Exercise requirements:
Quote every one of the entries below word for word, leaving out the pictures.
--------------------------------------------------
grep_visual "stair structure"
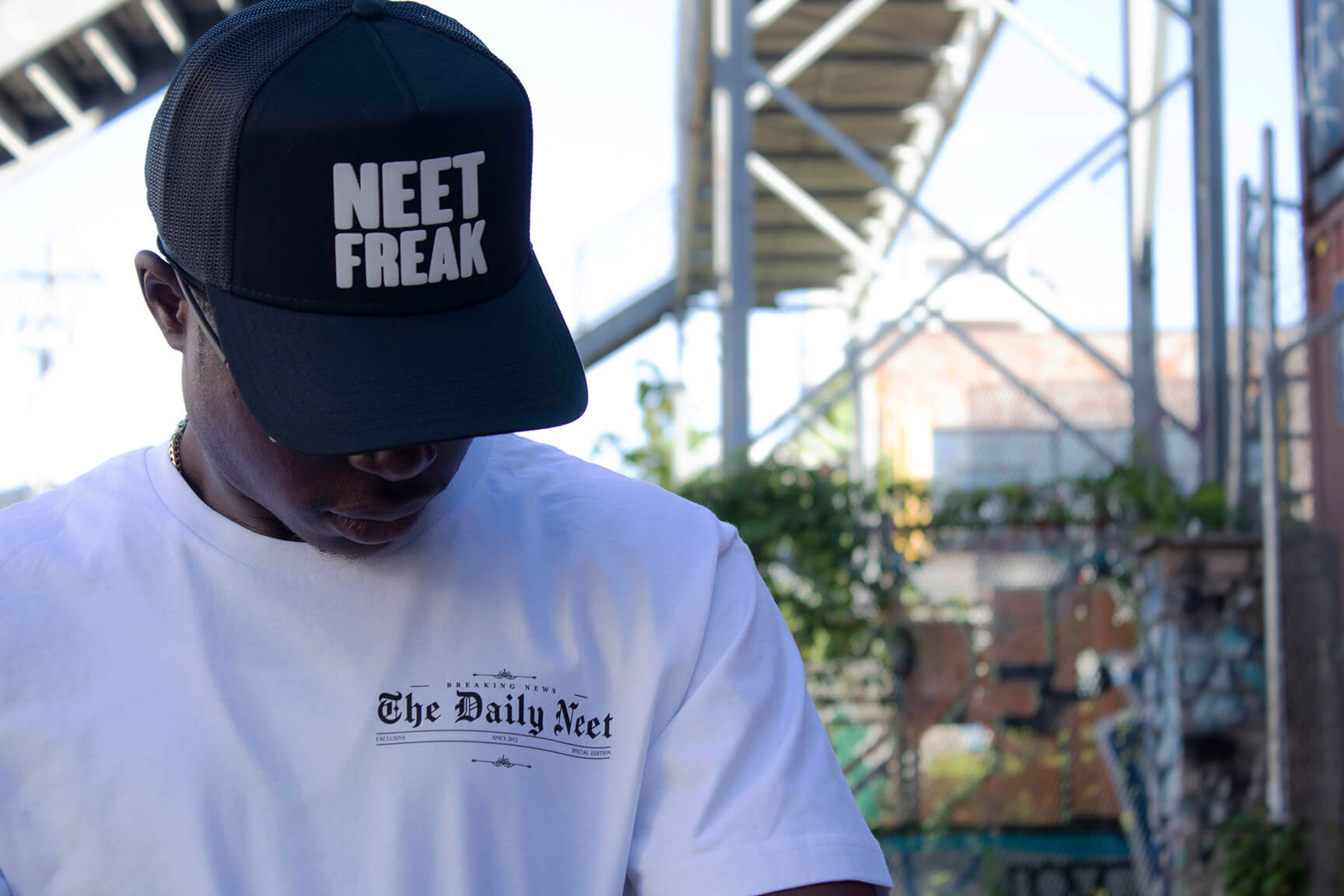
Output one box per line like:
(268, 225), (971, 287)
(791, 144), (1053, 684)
(0, 0), (253, 183)
(578, 0), (999, 364)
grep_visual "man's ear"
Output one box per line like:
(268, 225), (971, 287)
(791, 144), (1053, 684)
(136, 250), (191, 352)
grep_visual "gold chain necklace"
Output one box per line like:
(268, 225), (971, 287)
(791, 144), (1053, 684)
(168, 416), (190, 478)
--------------------------------------------------
Task result:
grep_visual "stair structure"
Output one box per line like:
(268, 225), (971, 287)
(791, 144), (1053, 684)
(0, 0), (253, 183)
(578, 0), (999, 364)
grep_visual "man's ear"
Output one box per line like:
(268, 225), (971, 287)
(791, 144), (1053, 684)
(136, 250), (191, 352)
grep_visual "gold chain necklace"
Output one box per line like:
(268, 225), (971, 287)
(791, 144), (1053, 684)
(168, 416), (190, 478)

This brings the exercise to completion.